→ 任务:
• 1. 请原样返回这篇关于超低温不锈钢的节选中从“RESEARCH PROGRESS OF”起至“的典型应用以及未来发展趋势。”止的那一段。
• 2. 根据这篇关于超低温不锈钢的节选,回答以下问题:
(a) 摘要阐述了几种典型的氢脆理论?
(b) 摘要对哪三种强化手段进行了机理分析?
(c) 英文作者信息中排在第一位的是谁?

→ 节选原文:
=====
基于液氢储运的超低温不锈钢微观组织演变与力学性能研究进展

程旺军^1,2, 崔栋栋¹, 孙耀宁¹, 曾月¹

作者信息 +

RESEARCH PROGRESS OF MICROSTRUCTURE EVOLUTION AND MECHANICAL PROPERTIES OF ULTRA-LOW TEMPERATURE STAINLESS STEEL BASED ON LIQUID HYDROGEN STORAGE AND TRANSPORTATION

Cheng Wangjun^1,2, Cui Dongdong¹, Sun Yaoning¹, Zeng Yue¹

Author information +

文章历史 +

摘要

针对不锈钢在低温服役过程中面临高强低韧、低耐磨以及氢脆等一系列问题,阐述3种典型的氢脆理论,并分析不锈钢超低温下材料化学成分、应变量和应变速率等参量对其力学性能的影响规律,从微观角度明晰不锈钢超低温下的组织演变机制,揭示位错组态、滑移带、机械孪晶、奥氏体相、马氏体相的变化与力学性能改变的内在联系,对改善加工工艺、调控材料化学成分比例以及减小晶粒尺寸3种强化手段进行机理分析。最后介绍不锈钢在氢能储运领域中的典型应用以及未来发展趋势。
=====
→ 所示数据:
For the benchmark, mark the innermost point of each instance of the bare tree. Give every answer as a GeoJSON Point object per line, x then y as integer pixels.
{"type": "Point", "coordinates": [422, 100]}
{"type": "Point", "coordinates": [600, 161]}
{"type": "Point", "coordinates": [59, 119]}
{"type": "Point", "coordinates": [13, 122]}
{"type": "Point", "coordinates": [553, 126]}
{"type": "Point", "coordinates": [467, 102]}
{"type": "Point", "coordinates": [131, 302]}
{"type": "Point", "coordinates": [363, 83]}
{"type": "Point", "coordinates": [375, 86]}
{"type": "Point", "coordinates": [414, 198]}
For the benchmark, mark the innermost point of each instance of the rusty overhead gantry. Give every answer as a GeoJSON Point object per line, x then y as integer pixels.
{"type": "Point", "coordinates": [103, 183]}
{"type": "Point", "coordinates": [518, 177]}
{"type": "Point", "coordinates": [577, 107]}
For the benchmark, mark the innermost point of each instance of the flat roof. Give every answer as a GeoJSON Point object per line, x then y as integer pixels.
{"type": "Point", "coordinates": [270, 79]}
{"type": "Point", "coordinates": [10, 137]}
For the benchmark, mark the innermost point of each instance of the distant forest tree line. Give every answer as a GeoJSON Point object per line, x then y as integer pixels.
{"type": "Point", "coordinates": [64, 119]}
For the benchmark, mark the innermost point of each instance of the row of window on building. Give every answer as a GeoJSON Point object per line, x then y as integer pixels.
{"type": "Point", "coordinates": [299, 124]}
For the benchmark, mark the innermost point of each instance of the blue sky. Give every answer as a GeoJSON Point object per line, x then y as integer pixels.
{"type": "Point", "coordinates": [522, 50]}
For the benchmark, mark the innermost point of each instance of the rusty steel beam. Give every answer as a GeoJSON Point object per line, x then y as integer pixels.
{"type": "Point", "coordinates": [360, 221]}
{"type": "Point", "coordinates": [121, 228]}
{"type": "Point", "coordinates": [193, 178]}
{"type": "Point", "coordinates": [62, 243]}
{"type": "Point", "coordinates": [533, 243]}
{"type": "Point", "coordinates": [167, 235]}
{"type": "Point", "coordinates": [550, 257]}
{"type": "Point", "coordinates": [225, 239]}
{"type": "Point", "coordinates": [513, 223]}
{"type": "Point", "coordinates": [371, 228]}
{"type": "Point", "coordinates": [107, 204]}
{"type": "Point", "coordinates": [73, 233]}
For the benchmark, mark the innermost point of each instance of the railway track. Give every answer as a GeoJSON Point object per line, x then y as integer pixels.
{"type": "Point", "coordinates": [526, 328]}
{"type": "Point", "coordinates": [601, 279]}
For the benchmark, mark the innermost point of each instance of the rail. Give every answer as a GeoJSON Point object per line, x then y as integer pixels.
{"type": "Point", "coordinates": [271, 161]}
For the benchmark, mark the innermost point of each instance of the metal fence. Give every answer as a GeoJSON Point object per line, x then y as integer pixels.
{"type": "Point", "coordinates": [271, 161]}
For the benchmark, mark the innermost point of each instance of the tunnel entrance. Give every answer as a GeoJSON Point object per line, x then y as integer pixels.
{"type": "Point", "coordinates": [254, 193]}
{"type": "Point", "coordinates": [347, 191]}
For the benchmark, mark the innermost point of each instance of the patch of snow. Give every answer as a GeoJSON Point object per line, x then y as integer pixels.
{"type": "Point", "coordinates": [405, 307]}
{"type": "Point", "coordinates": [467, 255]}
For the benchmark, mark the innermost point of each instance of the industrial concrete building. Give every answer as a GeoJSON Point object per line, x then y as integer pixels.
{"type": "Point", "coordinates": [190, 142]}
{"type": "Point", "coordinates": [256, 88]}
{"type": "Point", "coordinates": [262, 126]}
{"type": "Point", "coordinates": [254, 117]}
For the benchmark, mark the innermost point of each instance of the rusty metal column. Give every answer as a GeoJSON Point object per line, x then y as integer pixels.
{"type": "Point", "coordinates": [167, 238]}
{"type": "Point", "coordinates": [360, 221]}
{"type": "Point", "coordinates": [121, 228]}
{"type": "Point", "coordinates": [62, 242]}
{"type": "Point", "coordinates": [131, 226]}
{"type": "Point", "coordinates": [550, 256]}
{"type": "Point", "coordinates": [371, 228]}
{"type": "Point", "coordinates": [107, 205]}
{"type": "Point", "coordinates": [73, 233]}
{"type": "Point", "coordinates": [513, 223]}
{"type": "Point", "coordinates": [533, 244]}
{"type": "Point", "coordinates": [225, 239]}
=====
→ 各题答案:
• 1.
RESEARCH PROGRESS OF MICROSTRUCTURE EVOLUTION AND MECHANICAL PROPERTIES OF ULTRA-LOW TEMPERATURE STAINLESS STEEL BASED ON LIQUID HYDROGEN STORAGE AND TRANSPORTATION

Cheng Wangjun^1,2, Cui Dongdong¹, Sun Yaoning¹, Zeng Yue¹

Author information +

文章历史 +

摘要

针对不锈钢在低温服役过程中面临高强低韧、低耐磨以及氢脆等一系列问题,阐述3种典型的氢脆理论,并分析不锈钢超低温下材料化学成分、应变量和应变速率等参量对其力学性能的影响规律,从微观角度明晰不锈钢超低温下的组织演变机制,揭示位错组态、滑移带、机械孪晶、奥氏体相、马氏体相的变化与力学性能改变的内在联系,对改善加工工艺、调控材料化学成分比例以及减小晶粒尺寸3种强化手段进行机理分析。最后介绍不锈钢在氢能储运领域中的典型应用以及未来发展趋势。

• 2.
(a) 3种。
(b) 改善加工工艺、调控材料化学成分比例以及减小晶粒尺寸。
(c) Cheng Wangjun。